▶ [DESCRIPTION OF THE TASK] Lay out each line of the records below as a numbered list, skipping the blank lines.

▶ [DATA TO USE]
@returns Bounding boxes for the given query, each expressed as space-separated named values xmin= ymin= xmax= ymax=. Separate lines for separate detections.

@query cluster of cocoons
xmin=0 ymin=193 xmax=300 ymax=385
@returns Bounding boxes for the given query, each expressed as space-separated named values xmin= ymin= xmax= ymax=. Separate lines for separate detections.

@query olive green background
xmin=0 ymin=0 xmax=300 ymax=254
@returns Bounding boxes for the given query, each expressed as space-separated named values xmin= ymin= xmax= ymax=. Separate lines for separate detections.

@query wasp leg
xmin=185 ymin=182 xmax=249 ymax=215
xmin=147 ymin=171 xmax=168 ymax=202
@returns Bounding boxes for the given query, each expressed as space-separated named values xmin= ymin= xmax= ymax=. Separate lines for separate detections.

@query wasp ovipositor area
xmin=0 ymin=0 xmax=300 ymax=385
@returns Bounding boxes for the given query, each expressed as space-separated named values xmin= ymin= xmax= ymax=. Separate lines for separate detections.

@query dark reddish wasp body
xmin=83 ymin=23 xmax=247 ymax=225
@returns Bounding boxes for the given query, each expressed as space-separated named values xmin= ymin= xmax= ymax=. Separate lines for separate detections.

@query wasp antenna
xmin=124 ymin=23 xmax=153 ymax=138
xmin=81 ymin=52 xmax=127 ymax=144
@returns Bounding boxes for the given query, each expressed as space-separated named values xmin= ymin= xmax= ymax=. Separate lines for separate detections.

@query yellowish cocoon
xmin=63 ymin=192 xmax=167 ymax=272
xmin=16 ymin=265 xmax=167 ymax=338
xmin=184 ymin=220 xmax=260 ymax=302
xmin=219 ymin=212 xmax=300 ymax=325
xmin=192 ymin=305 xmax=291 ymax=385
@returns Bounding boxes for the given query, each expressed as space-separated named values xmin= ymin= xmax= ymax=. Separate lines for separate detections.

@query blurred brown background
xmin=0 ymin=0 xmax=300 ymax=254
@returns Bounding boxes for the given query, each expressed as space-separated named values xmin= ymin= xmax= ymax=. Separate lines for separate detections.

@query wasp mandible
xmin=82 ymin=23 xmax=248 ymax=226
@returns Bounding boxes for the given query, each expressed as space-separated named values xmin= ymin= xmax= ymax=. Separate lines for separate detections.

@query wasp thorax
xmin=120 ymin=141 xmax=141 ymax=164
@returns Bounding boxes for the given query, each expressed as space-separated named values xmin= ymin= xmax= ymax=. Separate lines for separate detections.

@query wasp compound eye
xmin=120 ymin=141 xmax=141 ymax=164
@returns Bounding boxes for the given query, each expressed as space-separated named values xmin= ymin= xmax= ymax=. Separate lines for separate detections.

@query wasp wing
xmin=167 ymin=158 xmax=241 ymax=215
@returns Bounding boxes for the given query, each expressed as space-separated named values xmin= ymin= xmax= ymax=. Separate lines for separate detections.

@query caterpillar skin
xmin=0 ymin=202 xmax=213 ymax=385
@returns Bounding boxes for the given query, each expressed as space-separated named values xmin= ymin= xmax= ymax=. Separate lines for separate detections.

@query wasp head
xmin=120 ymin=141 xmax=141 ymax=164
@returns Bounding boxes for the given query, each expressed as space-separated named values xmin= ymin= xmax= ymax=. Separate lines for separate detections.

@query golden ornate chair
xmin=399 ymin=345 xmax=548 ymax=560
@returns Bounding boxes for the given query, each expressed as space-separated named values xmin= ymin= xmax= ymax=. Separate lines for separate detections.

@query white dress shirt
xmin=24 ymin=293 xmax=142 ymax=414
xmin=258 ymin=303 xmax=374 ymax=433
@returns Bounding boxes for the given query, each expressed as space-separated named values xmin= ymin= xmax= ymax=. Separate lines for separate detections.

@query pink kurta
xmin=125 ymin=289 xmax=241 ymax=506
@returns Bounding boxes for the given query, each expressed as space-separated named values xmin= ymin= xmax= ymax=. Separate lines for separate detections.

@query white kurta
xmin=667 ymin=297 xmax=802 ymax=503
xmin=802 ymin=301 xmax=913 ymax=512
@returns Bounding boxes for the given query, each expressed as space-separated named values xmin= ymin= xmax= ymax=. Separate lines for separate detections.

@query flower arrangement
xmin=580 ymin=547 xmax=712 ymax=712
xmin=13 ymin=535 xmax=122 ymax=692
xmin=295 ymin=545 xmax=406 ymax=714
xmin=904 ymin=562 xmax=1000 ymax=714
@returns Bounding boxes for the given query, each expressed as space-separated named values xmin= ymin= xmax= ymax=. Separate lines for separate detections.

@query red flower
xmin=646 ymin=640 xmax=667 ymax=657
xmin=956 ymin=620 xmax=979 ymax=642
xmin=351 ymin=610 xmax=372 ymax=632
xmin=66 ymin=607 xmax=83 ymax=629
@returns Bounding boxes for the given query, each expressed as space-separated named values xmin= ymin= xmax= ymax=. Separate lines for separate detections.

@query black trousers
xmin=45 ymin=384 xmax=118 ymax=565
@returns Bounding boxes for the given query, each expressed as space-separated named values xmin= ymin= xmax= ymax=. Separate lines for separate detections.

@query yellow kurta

▶ [OUTPUT FOR THIS EXERCISE]
1. @returns Bounding boxes for the given query, each expressed as space-separated named values xmin= ymin= xmax= ymax=. Separate lines for separate detections.
2. @query cluster of cocoons
3. xmin=0 ymin=193 xmax=300 ymax=385
4. @returns Bounding boxes for the given query, each expressed as space-separated named values xmin= ymin= xmax= ymax=. Separate lines for separate detections.
5. @query olive green background
6. xmin=0 ymin=0 xmax=300 ymax=254
7. @returns Bounding boxes for the given query, each expressed as space-separated named values xmin= ymin= xmax= ymax=. Separate lines for separate detections.
8. @query wasp leg
9. xmin=185 ymin=182 xmax=249 ymax=215
10. xmin=147 ymin=171 xmax=168 ymax=202
11. @returns Bounding boxes for the given query, each expressed as space-separated named values xmin= ymin= xmax= ymax=. Separate lines for separate detections.
12. @query wasp ovipositor area
13. xmin=0 ymin=0 xmax=300 ymax=385
14. @returns Bounding boxes for the given query, each expressed as space-separated named values xmin= ymin= xmax= ymax=. Separate lines for separate detections.
15. @query dark reddish wasp body
16. xmin=83 ymin=23 xmax=247 ymax=225
17. @returns Bounding boxes for the given query, each expressed as space-separated named values xmin= ymin= xmax= ymax=. Separate lines for separate detections.
18. @query wasp antenna
19. xmin=124 ymin=23 xmax=153 ymax=138
20. xmin=81 ymin=52 xmax=127 ymax=144
21. @returns Bounding boxes for the given query, each expressed as space-separated named values xmin= ymin= xmax= ymax=. Separate lines for separate detections.
22. @query yellowish cocoon
23. xmin=63 ymin=192 xmax=167 ymax=272
24. xmin=16 ymin=265 xmax=167 ymax=338
25. xmin=184 ymin=220 xmax=260 ymax=302
26. xmin=219 ymin=212 xmax=300 ymax=325
27. xmin=192 ymin=305 xmax=291 ymax=385
28. @returns Bounding boxes for the given query, each expressed as space-separated named values xmin= ymin= xmax= ymax=. Separate lines for separate detections.
29. @query blurred brown background
30. xmin=0 ymin=0 xmax=300 ymax=254
31. @returns Bounding boxes for the given query, each expressed as space-separated named values xmin= ymin= xmax= ymax=. Separate lines for separate detections.
32. @query wasp mandible
33. xmin=82 ymin=23 xmax=248 ymax=226
34. @returns Bounding boxes for the given query, each expressed as space-separated named values xmin= ymin= xmax= ymax=. Separate lines for separate detections.
35. @query wasp thorax
36. xmin=120 ymin=141 xmax=141 ymax=164
37. @returns Bounding boxes for the given query, each expressed as space-separated named values xmin= ymin= xmax= ymax=. Separate lines for separate detections.
38. @query wasp compound eye
39. xmin=120 ymin=141 xmax=141 ymax=164
40. @returns Bounding boxes for the given query, each expressed as space-separated named values xmin= ymin= xmax= ymax=. Separate lines for separate detections.
41. @query wasp wing
42. xmin=167 ymin=158 xmax=241 ymax=215
43. @returns Bounding boxes for the given query, each expressed as space-separated named values xmin= ymin= xmax= ymax=. Separate lines for separate detections.
44. @query caterpillar skin
45. xmin=0 ymin=202 xmax=213 ymax=385
46. @returns Bounding boxes for the given query, each expressed as space-separated named values xmin= ymin= xmax= ymax=. Separate lines for separate detections.
47. @query wasp head
48. xmin=120 ymin=141 xmax=141 ymax=164
49. @returns Bounding boxes for the given query, each expressed as space-separated named values xmin= ymin= xmax= ymax=. Separate lines for separate detections.
50. @query golden ornate chair
51. xmin=399 ymin=345 xmax=548 ymax=560
52. @returns Bounding boxes for the given query, each expressed as space-separated named values xmin= ymin= xmax= ymax=. Separate lines for separate detections.
53. @query white dress shirt
54. xmin=24 ymin=293 xmax=142 ymax=414
55. xmin=258 ymin=303 xmax=374 ymax=433
56. @returns Bounding boxes for the given query, each expressed as space-separated named values xmin= ymin= xmax= ymax=. Separate lines for separate detections.
57. @query pink kurta
58. xmin=125 ymin=289 xmax=241 ymax=506
59. @returns Bounding boxes for the given query, each expressed as space-separated named values xmin= ymin= xmax= ymax=. Separate lines for separate detections.
60. @query white kurta
61. xmin=667 ymin=297 xmax=802 ymax=503
62. xmin=802 ymin=301 xmax=913 ymax=512
63. @returns Bounding boxes for the given query, each expressed as space-separated named values xmin= ymin= xmax= ymax=. Separate lines for separate detections.
64. @query flower arrangement
65. xmin=580 ymin=547 xmax=712 ymax=712
66. xmin=13 ymin=535 xmax=122 ymax=692
67. xmin=295 ymin=545 xmax=406 ymax=714
68. xmin=904 ymin=562 xmax=1000 ymax=714
69. @returns Bounding boxes for the given query, each expressed as space-separated named values xmin= ymin= xmax= ymax=. Separate lines for separate detections.
70. @query red flower
71. xmin=646 ymin=640 xmax=667 ymax=657
72. xmin=956 ymin=620 xmax=979 ymax=642
73. xmin=351 ymin=610 xmax=372 ymax=632
74. xmin=66 ymin=607 xmax=83 ymax=629
75. @returns Bounding boxes for the given query, each expressed as space-separated named values xmin= ymin= xmax= ymax=. Separate lines for separate detections.
76. @query black trousers
77. xmin=45 ymin=384 xmax=118 ymax=565
78. @returns Bounding boxes for the given query, each expressed as space-separated named values xmin= ymin= xmax= ymax=. Separate lines for separate detections.
79. @query yellow kurta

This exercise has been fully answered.